Set problem 1 |
Give the entries below, from the line with "find the concrete front step" up to and including the final line of the entries, as a Markdown table with the columns Row and Line, leaving out any blank lines.

After 20 years of growth investing, you can end up with a substantial portfolio and no income. That is not a flaw in the strategy — it is exactly how growth investing works. The wealth is real. It is just locked inside unrealized capital gains, and turning it into monthly income requires selling, triggering tax, and rebuilding a spending machine from scratch. Dividend investing builds that spending machine as it goes. Neither approach is wrong. But they arrive at very different places after two decades, and most Canadian investors do not think clearly about which destination they actually want until they are already there.

What each strategy is actually optimizing for

Growth investing optimizes for total portfolio value. The strategy reinvests every dollar of return — through price appreciation and any distributions — back into the portfolio to compound as aggressively as possible. A broad-market Canadian ETF tracking the S&P/TSX Composite or the TSX 60 is the simplest expression of this approach. You are not drawing income. You are accumulating a number.

Dividend investing optimizes for income per year. The strategy allocates capital toward holdings that pay regular cash distributions — Canadian banks, pipelines, utilities, telecoms — and reinvests those distributions through DRIP to compound the income stream rather than the total value. After 20 years, the output is not primarily a portfolio number. It is a monthly cash flow that exists whether the market is up or down.

[Dataset entries about object locations]

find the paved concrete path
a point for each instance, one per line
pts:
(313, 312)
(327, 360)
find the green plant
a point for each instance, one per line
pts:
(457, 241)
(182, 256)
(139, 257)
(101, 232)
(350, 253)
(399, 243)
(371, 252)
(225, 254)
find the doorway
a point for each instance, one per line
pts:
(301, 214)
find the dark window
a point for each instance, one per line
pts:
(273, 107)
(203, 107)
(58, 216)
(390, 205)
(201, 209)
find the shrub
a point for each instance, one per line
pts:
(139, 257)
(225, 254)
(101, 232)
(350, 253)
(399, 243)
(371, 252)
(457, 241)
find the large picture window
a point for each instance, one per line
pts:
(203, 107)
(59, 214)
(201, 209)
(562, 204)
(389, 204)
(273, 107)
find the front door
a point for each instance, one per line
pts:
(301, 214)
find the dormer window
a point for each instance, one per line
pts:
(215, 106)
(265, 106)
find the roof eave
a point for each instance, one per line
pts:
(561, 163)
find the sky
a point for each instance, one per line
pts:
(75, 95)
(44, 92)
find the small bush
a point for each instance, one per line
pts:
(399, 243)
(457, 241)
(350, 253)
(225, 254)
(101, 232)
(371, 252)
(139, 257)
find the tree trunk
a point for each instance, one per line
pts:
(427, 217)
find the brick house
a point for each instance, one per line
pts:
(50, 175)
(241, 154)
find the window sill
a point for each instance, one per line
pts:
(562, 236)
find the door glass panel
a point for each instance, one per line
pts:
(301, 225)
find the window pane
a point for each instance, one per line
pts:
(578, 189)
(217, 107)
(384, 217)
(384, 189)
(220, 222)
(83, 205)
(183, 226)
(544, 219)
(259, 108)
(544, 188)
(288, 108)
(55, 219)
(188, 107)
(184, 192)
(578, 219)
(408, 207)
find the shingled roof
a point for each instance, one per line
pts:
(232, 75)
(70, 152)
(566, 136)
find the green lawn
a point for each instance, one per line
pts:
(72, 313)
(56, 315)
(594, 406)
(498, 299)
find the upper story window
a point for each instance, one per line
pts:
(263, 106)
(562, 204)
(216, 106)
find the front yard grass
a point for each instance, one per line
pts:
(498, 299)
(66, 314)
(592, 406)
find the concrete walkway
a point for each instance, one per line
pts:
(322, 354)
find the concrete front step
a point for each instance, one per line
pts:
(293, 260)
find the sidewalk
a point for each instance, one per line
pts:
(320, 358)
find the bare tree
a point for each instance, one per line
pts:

Set problem 2 |
According to the passage on growth and dividend investing, what does dividend investing optimize for?

Exercise output 1 |
| Row | Line |
|---|---|
| 1 | find the concrete front step |
| 2 | a point for each instance, one per line |
| 3 | pts: |
| 4 | (293, 260) |
| 5 | find the sidewalk |
| 6 | a point for each instance, one per line |
| 7 | pts: |
| 8 | (320, 358) |
| 9 | find the bare tree |
| 10 | a point for each instance, one per line |
| 11 | pts: |

Exercise output 2 |
Income per year.